— EXCERPTED DATA —

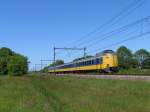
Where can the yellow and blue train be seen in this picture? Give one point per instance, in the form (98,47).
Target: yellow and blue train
(106,61)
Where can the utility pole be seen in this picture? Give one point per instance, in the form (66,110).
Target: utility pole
(44,60)
(54,59)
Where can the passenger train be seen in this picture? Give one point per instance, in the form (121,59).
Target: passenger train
(105,61)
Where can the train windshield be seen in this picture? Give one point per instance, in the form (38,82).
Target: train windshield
(108,51)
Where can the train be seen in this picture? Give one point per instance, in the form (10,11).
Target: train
(106,61)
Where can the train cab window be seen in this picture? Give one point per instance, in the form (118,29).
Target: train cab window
(92,62)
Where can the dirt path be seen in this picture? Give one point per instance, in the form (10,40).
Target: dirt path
(118,77)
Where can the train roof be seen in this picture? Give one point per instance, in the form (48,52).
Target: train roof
(98,55)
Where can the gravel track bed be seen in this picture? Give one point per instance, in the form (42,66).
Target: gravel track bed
(117,77)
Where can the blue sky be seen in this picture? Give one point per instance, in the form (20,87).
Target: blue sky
(33,27)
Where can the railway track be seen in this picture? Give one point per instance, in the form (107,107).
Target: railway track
(116,77)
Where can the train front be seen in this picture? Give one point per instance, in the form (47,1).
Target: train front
(110,61)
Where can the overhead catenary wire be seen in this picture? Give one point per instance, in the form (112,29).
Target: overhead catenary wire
(124,13)
(120,42)
(134,4)
(116,20)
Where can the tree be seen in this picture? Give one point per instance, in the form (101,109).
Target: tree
(11,62)
(17,65)
(146,63)
(141,55)
(3,66)
(57,62)
(125,58)
(6,52)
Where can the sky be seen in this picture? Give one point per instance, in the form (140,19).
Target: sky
(34,27)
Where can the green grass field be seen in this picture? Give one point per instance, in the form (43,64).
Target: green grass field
(72,94)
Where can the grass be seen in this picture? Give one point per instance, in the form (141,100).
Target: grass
(72,94)
(135,71)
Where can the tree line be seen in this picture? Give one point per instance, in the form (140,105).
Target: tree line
(127,59)
(12,63)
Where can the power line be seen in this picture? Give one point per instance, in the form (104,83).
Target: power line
(125,40)
(129,9)
(117,31)
(117,20)
(112,19)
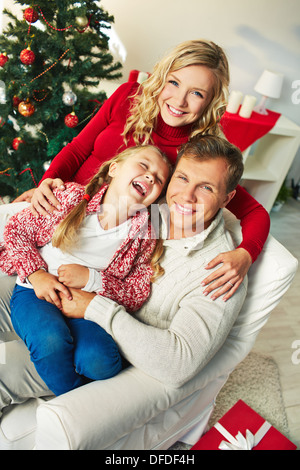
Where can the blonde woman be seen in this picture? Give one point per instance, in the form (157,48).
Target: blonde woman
(101,241)
(185,95)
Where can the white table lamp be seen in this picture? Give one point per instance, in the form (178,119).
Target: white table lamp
(269,85)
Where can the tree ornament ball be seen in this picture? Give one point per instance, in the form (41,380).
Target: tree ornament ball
(82,21)
(16,101)
(3,59)
(30,15)
(26,108)
(69,98)
(71,120)
(27,56)
(16,143)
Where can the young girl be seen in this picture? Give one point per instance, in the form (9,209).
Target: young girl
(104,243)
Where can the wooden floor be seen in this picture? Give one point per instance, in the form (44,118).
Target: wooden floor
(283,327)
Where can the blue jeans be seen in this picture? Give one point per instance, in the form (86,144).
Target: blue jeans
(66,352)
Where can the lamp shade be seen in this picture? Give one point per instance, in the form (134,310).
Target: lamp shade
(269,84)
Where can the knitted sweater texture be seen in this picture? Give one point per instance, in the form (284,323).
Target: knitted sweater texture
(101,139)
(127,277)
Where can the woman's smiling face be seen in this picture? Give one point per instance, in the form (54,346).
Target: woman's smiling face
(186,95)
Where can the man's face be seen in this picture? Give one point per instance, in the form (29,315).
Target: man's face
(196,192)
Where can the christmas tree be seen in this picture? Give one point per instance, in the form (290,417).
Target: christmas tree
(51,63)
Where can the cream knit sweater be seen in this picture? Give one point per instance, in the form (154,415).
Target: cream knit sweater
(178,330)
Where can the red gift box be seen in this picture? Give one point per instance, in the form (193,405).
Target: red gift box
(240,429)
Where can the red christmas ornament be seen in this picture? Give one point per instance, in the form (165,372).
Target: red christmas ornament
(30,15)
(27,56)
(71,120)
(3,59)
(16,142)
(26,108)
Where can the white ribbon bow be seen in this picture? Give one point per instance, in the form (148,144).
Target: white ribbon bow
(239,442)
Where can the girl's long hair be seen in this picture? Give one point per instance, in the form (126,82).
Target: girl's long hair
(145,107)
(66,233)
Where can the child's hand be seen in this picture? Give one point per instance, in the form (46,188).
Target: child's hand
(73,275)
(46,286)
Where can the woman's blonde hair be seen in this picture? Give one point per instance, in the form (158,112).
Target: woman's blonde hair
(145,107)
(66,233)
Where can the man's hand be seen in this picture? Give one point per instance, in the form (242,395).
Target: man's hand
(76,307)
(73,275)
(47,287)
(25,197)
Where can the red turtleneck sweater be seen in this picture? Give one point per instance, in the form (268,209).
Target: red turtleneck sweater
(101,139)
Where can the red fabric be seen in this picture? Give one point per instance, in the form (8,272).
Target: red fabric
(239,418)
(101,139)
(244,132)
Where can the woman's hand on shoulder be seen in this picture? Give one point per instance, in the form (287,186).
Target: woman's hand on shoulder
(228,277)
(43,200)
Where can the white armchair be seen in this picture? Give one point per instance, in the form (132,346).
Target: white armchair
(134,411)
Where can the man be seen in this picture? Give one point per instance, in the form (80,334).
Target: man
(179,329)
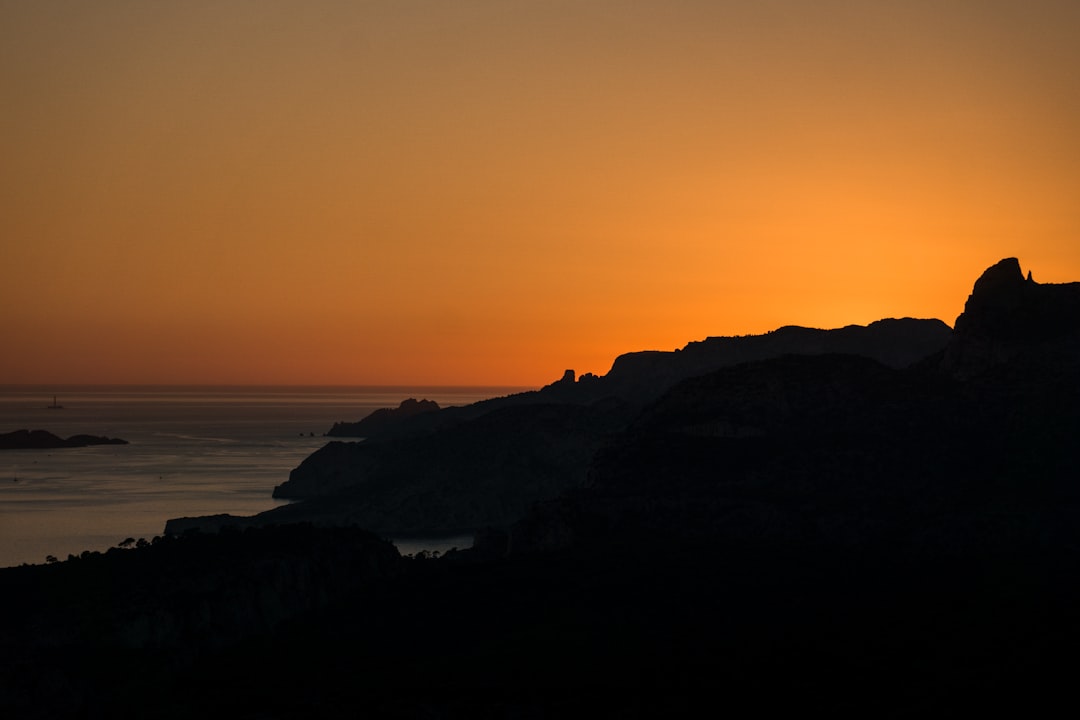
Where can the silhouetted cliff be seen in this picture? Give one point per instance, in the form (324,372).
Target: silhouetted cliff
(427,470)
(1007,315)
(800,531)
(382,420)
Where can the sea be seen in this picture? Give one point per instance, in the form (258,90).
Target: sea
(192,450)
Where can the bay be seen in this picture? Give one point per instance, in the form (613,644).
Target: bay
(192,450)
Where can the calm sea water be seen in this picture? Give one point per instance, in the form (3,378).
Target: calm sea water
(191,451)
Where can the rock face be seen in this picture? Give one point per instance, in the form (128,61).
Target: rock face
(971,454)
(39,439)
(423,471)
(382,420)
(488,471)
(1007,315)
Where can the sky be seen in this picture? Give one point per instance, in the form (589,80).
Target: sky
(487,192)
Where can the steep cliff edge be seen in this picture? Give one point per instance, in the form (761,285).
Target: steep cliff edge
(1008,315)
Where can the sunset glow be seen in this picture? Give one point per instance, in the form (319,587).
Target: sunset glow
(488,192)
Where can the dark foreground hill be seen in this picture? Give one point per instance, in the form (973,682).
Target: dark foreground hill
(800,533)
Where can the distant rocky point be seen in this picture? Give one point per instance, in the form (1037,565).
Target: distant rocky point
(40,439)
(381,419)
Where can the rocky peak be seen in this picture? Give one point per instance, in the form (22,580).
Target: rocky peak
(1007,314)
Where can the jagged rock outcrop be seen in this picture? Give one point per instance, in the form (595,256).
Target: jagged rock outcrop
(488,471)
(1007,315)
(382,420)
(40,439)
(841,451)
(487,463)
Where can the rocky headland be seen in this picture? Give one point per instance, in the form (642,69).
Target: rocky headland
(820,531)
(40,439)
(421,469)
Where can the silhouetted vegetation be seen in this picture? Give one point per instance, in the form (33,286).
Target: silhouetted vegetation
(804,532)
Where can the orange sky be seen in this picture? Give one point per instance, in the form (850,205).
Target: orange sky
(491,191)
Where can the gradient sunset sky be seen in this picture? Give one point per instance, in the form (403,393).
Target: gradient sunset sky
(488,192)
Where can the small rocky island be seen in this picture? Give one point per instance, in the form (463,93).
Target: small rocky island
(40,439)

— PROBLEM REQUIREMENTS —
Transcribe the entries above verbatim, omitting their pictures.

— TASK SOLUTION —
Where can the yellow and blue train be seen in this picture? Give one point per instance, in the form (98,47).
Target: yellow and blue train
(106,61)
Where can the utility pole be seen in this picture? Give one point per instance, in the form (66,110).
Target: utility pole
(44,60)
(54,59)
Where can the passenger train be seen in this picture? Give one point per instance, in the form (121,59).
Target: passenger train
(105,61)
Where can the train windshield be seen in this picture? Give one point per instance, in the form (38,82).
Target: train windshield
(108,51)
Where can the train be seen in this picture? Give one point per instance, in the form (10,11).
Target: train
(106,61)
Where can the train cab window be seen in this picture? Give one point per instance, in the form (118,29).
Target: train cab window
(92,62)
Where can the dirt path be seen in this picture? Give one point per instance, in the form (10,40).
Target: dirt path
(118,77)
Where can the train roof be seen in this picture? Give one point per instance, in the form (48,52).
Target: train roof
(98,55)
Where can the gravel track bed be seen in this picture? Give one point per instance, in the form (42,66).
Target: gravel track bed
(117,77)
Where can the blue sky be seen in this picture? Give one point per instance, in the form (20,87).
Target: blue sky
(33,27)
Where can the railway track be seen in this picture? Give one point per instance, in the form (107,107).
Target: railway track
(116,77)
Where can the train front be seen in this picture? Give one point per instance, in the form (47,1).
Target: train front
(110,61)
Where can the overhead catenary wire be seen in this picture? Give one point per instance, in the form (112,29).
Target: overhead catenary wire
(124,13)
(120,42)
(134,4)
(116,20)
Where can the tree be seen in this picture? Give one point per instance, in the form (101,109).
Target: tree
(11,62)
(17,65)
(146,63)
(141,55)
(3,66)
(57,62)
(125,58)
(6,52)
Where can the sky be seen in this picture? Give one point per instance, in the form (140,19).
Target: sky
(34,27)
Where can the green grass field be seen in this picture? Give one point per instance, in the form (43,64).
Target: green grass field
(72,94)
Where can the grass be seen in this picture? Give one point per instance, in the form (141,100).
Target: grass
(72,94)
(135,71)
Where can the tree line be seen in this picture? Give one point per instance, in the form (140,105).
Target: tree line
(127,59)
(12,63)
Where can the power line be seen in this picture? Give one point per instance, in the form (104,83).
Target: power line
(125,40)
(129,9)
(117,31)
(117,20)
(112,19)
Where can the blonde woman be seen in this picture? Give one point per instance, in the form (157,48).
Target: blonde woman
(101,241)
(185,95)
Where can the white table lamp be seen in this picture? Give one point per instance, in the form (178,119).
Target: white table lamp
(269,85)
Where can the tree ornament ball be seen in this picture? Give one point per instance, in the form (41,380).
Target: tree ornament ball
(82,21)
(16,101)
(3,59)
(30,15)
(26,108)
(69,98)
(71,120)
(27,56)
(16,143)
Where can the young girl be seen in this picture? Give one point per instance, in the form (9,209).
Target: young girl
(104,243)
Where can the wooden floor be seen in this picture? Give one point per instance, in the form (44,118).
Target: wooden floor
(283,327)
Where can the blue jeans be seen in this picture? Give one point per instance, in the form (86,144).
Target: blue jeans
(66,352)
Where can the lamp shade be seen in this picture? Give one point per instance, in the form (134,310).
Target: lamp shade
(269,84)
Where can the knitted sweater texture be seen in this picture? Give one point per instance, in the form (284,323).
Target: knitted sweater texture
(101,139)
(127,277)
Where can the woman's smiling face be seen in this picture? Give one point per instance, in the form (54,346).
Target: woman's smiling face
(186,95)
Where can the man's face be seen in this picture? Give one point per instance, in the form (29,315).
Target: man's face
(196,192)
Where can the christmas tree be seen in this picture? Give one point per instance, in the form (290,417).
Target: christmas tree
(51,63)
Where can the cream knit sweater be seen in this picture? Give one point per instance, in the form (154,415).
Target: cream knit sweater
(178,330)
Where can the red gift box be seen in this picture? Give one point per instance, in the form (193,405).
Target: red gift box
(240,429)
Where can the red christmas ornament be seen in this picture? Give one point per instance, in the form (165,372).
Target: red christmas ornament
(30,15)
(27,56)
(71,120)
(3,59)
(16,142)
(26,108)
Where can the white ribbon bow be seen in this picture? Give one point per instance, in the form (148,144).
Target: white ribbon bow
(239,442)
Where can the girl's long hair be seen in this picture? Give one point per instance, in the form (126,82).
Target: girl's long hair
(145,107)
(66,233)
Where can the child's hand be seen in this picture? Give one point per instance, in the form (46,188).
Target: child's hand
(73,275)
(46,286)
Where can the woman's blonde hair be seen in this picture? Give one point per instance, in the form (158,112).
Target: woman's blonde hair
(145,107)
(66,233)
Where can the man's hand be seen in this picture? Give one point per instance, in the form (242,395).
Target: man's hand
(76,307)
(73,275)
(47,287)
(25,197)
Where can the red turtleneck sweater be seen in this picture? Give one point per instance, in the form (268,209).
Target: red turtleneck sweater
(101,139)
Where can the red fabric be seen in this picture? Give one point per instance, in the form (8,272).
Target: red fabric
(239,418)
(101,139)
(244,132)
Where can the woman's hand on shoulder be seen in this picture? Give one point per instance, in the form (287,186).
Target: woman's hand on shoulder
(228,277)
(43,200)
Where can the white armchair be seen in this picture? Give one point per instance, in the form (132,346).
Target: white armchair
(134,411)
Where can the man be seen in this picture? Give one point per instance, in the form (80,334).
Target: man
(179,329)
Where can the silhouetted cliff be seen in this picture? Give one point per instance, in the form (324,372).
Target: silhouetted cliff
(427,470)
(1007,315)
(800,531)
(382,420)
Where can the sea be seen in this picture? Give one point per instance, in the form (258,90).
Target: sea
(192,450)
Where can the bay be seen in this picture? Give one point per instance, in the form (613,644).
Target: bay
(192,450)
Where can the calm sea water be seen in this picture? Give one point per instance, in the form (3,378).
Target: calm sea water
(191,451)
Where can the rock face be seen in this picture? Give one point per instance, in the form (128,61).
Target: rock face
(971,454)
(39,439)
(423,471)
(382,420)
(488,471)
(1007,315)
Where can the sky be seen in this picture? Give one point per instance, in the form (589,80).
Target: sky
(487,192)
Where can the steep cliff edge be seen in this picture? Give one point per instance, in the form (761,285).
Target: steep cliff edge
(1008,315)
Where can the sunset glow be seen in this picture? Give one point per instance, in the form (319,587).
Target: sunset glow
(488,192)
Where can the dark foreground hill be seen in this picture? Give one point per instance, in the form (973,682).
Target: dark foreground hill
(800,533)
Where can the distant rocky point be seen in this picture? Give one point per instance, in the form (1037,565).
Target: distant rocky point
(40,439)
(381,419)
Where can the rocky peak be seen in this picture? Give one point per instance, in the form (22,580).
Target: rocky peak
(1007,314)
Where can the jagged rock outcrop be seen in this picture? Give one point per instance, in the form (595,256).
Target: jagged rock outcrop
(488,471)
(1007,315)
(382,420)
(40,439)
(841,451)
(487,463)
Where can the rocky headland be seen in this picture? Give one point per instance, in the form (642,69).
Target: rocky headland
(820,531)
(40,439)
(421,469)
Where can the silhouetted vegetation be seen in this picture? Give one point per instance, in the form (33,286).
Target: silhouetted vegetation
(804,532)
Where can the orange sky be seen in this picture? Give one point per instance, in the form (850,205).
Target: orange sky
(491,191)
Where can the gradient sunset sky be seen in this picture? Give one point per instance, in the form (403,393).
Target: gradient sunset sky
(488,192)
Where can the small rocky island be seen in this picture? Give one point per instance, in the form (463,93).
Target: small rocky island
(40,439)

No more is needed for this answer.